Liste des tâches |
• a. D'après l'extrait de page, pourquoi l'amélioration des performances des URSSAF a-t-elle une incidence sur les résultats financiers du régime général ? Répondez en une à trois phrases.
• b. Renvoyez sans rien changer tout ce qui va, dans l'extrait de page, de « 3. Le bénéfice » jusqu'à « dépenses d'aide sociale. ».

Ce mécanisme a déjà montré sa pertinence pour d'autres professions de santé : cliniques, infirmiers, biologistes.

2. L'amélioration de l'organisation du recouvrement est un objectif majeur et souvent négligé. Les URSSAF recouvrent directement plus de 900 milliards de francs. Les améliorations de leurs performances ont une incidence directe et significative sur les résultats financiers du régime général. L'harmonisation et la coordination de la politique de recouvrement permettront également d'atteindre une plus grande équité entre redevables des cotisations. Je précise que ces améliorations bénéficieront aussi aux personnels du recouvrement, qui exerceront leur métier dans de meilleures conditions. Il n'est naturellement pas question de réduire les effectifs des organismes concernés, ni de délocaliser les implantations actuelles. Bien au contraire nous poursuivons sans relâche les moyens de renforcer la branche, notamment en ce qui concerne le contrôle :

3. Le bénéfice plus rapide des droits à l'assurance maladie est un pas important dans l'accès aux soins des plus démunis. Trop souvent les délais d'affiliation et d'immatriculation, liés à la multiplicité des régimes empochent, pendant plusieurs semaines, voire plusieurs mois, ceux qui devraient normalement avoir droit à la sécurité sociale d'en bénéficier effectivement. La déconnexion de l'ouverture des droits et de l'affiliation que nous proposons doit permettre d'améliorer cette situation, sans charges supplémentaires pour les départements, qui pourront au contraire, être soulagés de certaines dépenses d'aide sociale.

Entrées enregistrées
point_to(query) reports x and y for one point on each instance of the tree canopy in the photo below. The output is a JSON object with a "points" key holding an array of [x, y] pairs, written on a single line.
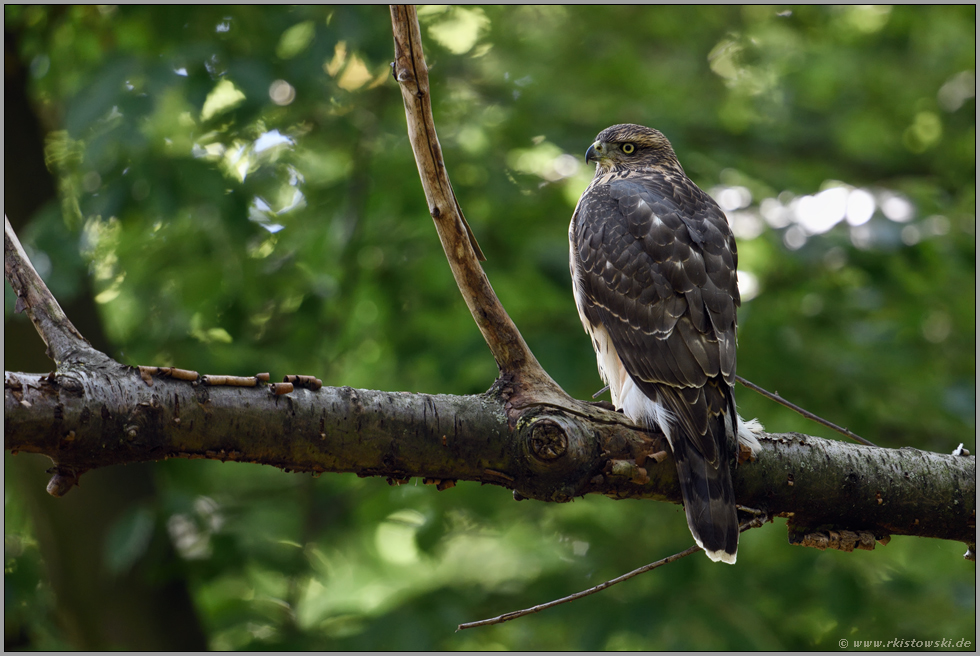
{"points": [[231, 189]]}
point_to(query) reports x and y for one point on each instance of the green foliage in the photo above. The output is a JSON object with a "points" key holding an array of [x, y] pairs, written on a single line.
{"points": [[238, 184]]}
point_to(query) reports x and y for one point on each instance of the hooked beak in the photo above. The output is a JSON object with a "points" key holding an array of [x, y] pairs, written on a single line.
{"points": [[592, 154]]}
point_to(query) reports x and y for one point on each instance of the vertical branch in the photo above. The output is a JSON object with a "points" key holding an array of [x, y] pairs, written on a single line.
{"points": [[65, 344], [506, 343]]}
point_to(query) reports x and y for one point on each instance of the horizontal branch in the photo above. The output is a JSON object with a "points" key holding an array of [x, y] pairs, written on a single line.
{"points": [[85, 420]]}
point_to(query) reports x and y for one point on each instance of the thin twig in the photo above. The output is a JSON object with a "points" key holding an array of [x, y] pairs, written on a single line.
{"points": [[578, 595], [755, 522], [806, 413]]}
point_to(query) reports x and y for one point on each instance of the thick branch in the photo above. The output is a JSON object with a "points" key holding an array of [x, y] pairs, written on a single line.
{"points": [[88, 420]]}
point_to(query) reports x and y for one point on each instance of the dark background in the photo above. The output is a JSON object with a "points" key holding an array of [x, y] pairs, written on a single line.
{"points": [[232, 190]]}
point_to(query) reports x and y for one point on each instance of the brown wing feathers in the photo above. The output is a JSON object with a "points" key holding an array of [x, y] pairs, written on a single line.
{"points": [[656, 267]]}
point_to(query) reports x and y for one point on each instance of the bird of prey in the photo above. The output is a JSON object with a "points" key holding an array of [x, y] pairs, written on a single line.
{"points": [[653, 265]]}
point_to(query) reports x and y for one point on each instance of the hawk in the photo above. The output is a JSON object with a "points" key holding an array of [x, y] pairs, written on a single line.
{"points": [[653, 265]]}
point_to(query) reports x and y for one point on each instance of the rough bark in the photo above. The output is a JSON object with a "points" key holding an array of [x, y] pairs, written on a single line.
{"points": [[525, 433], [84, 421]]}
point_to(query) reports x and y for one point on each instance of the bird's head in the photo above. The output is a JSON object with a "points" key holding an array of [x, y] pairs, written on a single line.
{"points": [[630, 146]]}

--

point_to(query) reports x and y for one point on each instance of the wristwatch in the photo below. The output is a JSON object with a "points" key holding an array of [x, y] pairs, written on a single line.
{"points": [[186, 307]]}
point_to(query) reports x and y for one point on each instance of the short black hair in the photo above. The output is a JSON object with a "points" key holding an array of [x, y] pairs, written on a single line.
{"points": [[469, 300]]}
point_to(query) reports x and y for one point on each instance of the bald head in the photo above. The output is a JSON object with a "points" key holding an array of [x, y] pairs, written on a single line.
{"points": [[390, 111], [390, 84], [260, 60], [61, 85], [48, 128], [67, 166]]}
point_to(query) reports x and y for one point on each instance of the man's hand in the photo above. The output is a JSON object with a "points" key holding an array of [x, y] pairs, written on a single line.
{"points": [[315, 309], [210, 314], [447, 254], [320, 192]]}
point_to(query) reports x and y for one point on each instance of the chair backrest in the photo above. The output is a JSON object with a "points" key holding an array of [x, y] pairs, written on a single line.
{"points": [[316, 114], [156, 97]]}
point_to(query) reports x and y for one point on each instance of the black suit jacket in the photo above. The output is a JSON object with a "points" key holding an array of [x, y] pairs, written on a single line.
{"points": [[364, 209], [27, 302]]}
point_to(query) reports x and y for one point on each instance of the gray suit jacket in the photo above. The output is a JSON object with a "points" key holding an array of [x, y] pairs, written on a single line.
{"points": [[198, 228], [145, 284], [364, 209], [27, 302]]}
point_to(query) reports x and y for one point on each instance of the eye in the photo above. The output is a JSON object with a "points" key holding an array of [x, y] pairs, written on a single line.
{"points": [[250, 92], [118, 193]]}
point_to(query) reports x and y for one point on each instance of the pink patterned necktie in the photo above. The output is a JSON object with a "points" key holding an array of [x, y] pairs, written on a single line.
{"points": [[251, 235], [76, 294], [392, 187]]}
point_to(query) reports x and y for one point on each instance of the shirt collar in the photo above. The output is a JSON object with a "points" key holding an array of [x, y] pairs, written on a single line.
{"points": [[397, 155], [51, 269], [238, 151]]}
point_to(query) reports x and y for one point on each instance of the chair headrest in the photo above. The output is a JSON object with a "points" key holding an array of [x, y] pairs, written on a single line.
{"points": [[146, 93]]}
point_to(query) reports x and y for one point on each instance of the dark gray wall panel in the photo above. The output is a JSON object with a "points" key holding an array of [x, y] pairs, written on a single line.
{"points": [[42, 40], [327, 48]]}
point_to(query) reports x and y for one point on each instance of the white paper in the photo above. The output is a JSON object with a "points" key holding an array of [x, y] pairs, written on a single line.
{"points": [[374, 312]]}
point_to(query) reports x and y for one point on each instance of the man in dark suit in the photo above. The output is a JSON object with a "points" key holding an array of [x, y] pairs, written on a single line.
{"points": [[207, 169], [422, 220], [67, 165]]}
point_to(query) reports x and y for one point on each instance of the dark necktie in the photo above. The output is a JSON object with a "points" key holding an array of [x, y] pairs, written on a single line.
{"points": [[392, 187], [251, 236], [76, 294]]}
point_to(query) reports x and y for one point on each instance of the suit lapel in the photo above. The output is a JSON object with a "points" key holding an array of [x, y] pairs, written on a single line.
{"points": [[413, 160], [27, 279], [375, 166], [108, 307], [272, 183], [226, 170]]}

Réponses par tâche |
• a. Les URSSAF recouvrent directement plus de 900 milliards de francs. C'est pourquoi toute amélioration de leurs performances a une incidence directe et significative sur les résultats financiers du régime général.

• b.
3. Le bénéfice plus rapide des droits à l'assurance maladie est un pas important dans l'accès aux soins des plus démunis. Trop souvent les délais d'affiliation et d'immatriculation, liés à la multiplicité des régimes empochent, pendant plusieurs semaines, voire plusieurs mois, ceux qui devraient normalement avoir droit à la sécurité sociale d'en bénéficier effectivement. La déconnexion de l'ouverture des droits et de l'affiliation que nous proposons doit permettre d'améliorer cette situation, sans charges supplémentaires pour les départements, qui pourront au contraire, être soulagés de certaines dépenses d'aide sociale.